D’autre part, différents rapports2 montrent que l’Accord renforce, comme au Pérou, le rôle des pays latino-américains comme pays exportateur de matières primaires et ressources naturelles. Ils démontrent d’autre part que l’accord n’a pas contribué à renforcer la production agricole familiale mais plutôt l’agro exportation. Ou encore que son impact en termes d’amélioration institutionnel, juridique ou de renforcement des droits du travail et du travail décent sont quasi inexistants3. De même, dans le document accompagnant la plainte déposée auprès de la Commission européenne par les syndicats et organisations sociales péruviennes en 2017 et actualisée en 2022 pour « manquement du gouvernement péruvien à ses obligations découlant de l’accord commercial entre le Pérou et l’Union européenne », ces organisations montrent qu’en matières du droit du travail, l’État péruvien n’a pas respecté les engagements qu’il a formellement pris en matière de protection du travail, ou en matière de protection de l’environnement, ni tenus compte des observations formulées à l’époque par la Commission européenne. Mais aussi que les normes du travail et les politiques adoptées par le gouvernement péruvien ont eu un impact négatif sur l’exercice des droits des travailleurs.

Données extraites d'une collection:
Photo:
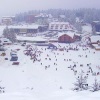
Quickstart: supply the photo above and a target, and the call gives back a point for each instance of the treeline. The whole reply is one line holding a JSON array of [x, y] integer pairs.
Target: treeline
[[87, 15]]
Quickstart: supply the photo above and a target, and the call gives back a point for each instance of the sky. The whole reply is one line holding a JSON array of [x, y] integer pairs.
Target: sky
[[12, 7]]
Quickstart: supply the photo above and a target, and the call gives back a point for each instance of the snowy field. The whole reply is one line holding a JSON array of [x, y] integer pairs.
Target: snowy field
[[52, 76]]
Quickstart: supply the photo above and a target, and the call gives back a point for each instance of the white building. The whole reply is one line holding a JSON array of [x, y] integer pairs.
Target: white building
[[60, 26]]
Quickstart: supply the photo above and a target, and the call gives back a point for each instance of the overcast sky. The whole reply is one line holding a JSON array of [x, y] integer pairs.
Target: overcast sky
[[11, 7]]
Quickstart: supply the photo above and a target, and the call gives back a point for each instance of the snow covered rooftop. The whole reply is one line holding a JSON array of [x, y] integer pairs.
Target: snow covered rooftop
[[33, 26], [95, 38], [31, 38], [69, 33]]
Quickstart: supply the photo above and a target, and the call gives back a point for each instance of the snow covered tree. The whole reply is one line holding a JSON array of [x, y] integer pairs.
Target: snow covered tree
[[96, 86], [9, 33], [81, 83]]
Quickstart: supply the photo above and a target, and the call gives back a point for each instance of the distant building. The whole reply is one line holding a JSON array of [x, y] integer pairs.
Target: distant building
[[95, 42], [30, 18], [8, 20], [68, 37], [5, 41], [96, 27], [60, 26], [28, 29]]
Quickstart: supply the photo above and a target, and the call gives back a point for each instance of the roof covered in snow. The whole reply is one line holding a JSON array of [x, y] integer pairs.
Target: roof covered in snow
[[33, 26], [21, 38], [69, 33], [95, 38]]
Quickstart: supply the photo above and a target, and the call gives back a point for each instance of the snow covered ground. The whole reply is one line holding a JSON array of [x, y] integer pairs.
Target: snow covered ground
[[50, 78]]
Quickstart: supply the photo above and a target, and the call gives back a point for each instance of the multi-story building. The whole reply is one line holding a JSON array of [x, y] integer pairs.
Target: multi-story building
[[60, 26], [7, 20]]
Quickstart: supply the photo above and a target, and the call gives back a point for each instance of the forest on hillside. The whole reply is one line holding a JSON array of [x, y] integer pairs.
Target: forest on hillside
[[86, 14]]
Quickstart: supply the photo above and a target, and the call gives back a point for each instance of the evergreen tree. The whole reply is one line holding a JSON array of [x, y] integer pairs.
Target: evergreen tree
[[81, 83], [96, 86]]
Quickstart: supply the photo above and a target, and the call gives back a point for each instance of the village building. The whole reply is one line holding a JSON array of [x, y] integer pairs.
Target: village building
[[8, 20], [28, 29], [68, 37], [60, 26], [5, 41], [95, 42], [96, 27]]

▸ **Travail demandé**
**a)** Relevez toutes les lignes des enregistrements qui contiennent la chaîne « overcast », en tenant compte de la casse.
**b)** Reprenez le texte sur l'accord commercial entre le Pérou et l'Union européenne et poursuivez-le à partir de sa dernière phrase.
Le texte et les enregistrements proviennent de sources distinctes.

▸ **Réponses**
**a)**
Quickstart: supply the photo above and a target, and the call gives back a point for each instance of the overcast sky. The whole reply is one line holding a JSON array of [x, y] integer pairs.
Target: overcast sky

**b)**
Le gouvernement de la Région Bruxelles-Capitale a donc un rôle à jouer en ne soutenant pas la ratification de l’Accord dans son état actuel et en conditionnant son assentiment à l’ajout d’un protocole additionnel dont la valeur juridique soit égale à celle de l’Accord et qui contienne des normes sociales et environnementales contraignantes et exécutoires. Il en va du respect de l’accord de majorité 2019-2024 qui stipule : « Les accords commerciaux et d’investissements bilatéraux, liant l’Union européenne ou la Belgique, seront conditionnés à la présence de clauses sociales et environnementales comportant des mécanismes de mise en œuvre et de contrôle effectifs. Le Gouvernement veillera à l’inclusion des clauses de respect des droits de l’homme et des normes fondamentales de l’OIT (dont les droits syndicaux du travail) ».

Veuillez agréer, Monsieur le Ministre-Président, nos meilleures salutations

 

1 Pour l’année 2021, le Haut-Commissariat des NU de droit de l’Homme a documenté 78 massacres et 100 meurtres de défenseurs des droits de l’homme, outre les meurtres de 54 ex-combattants des FARC-EP.

3 Ibid.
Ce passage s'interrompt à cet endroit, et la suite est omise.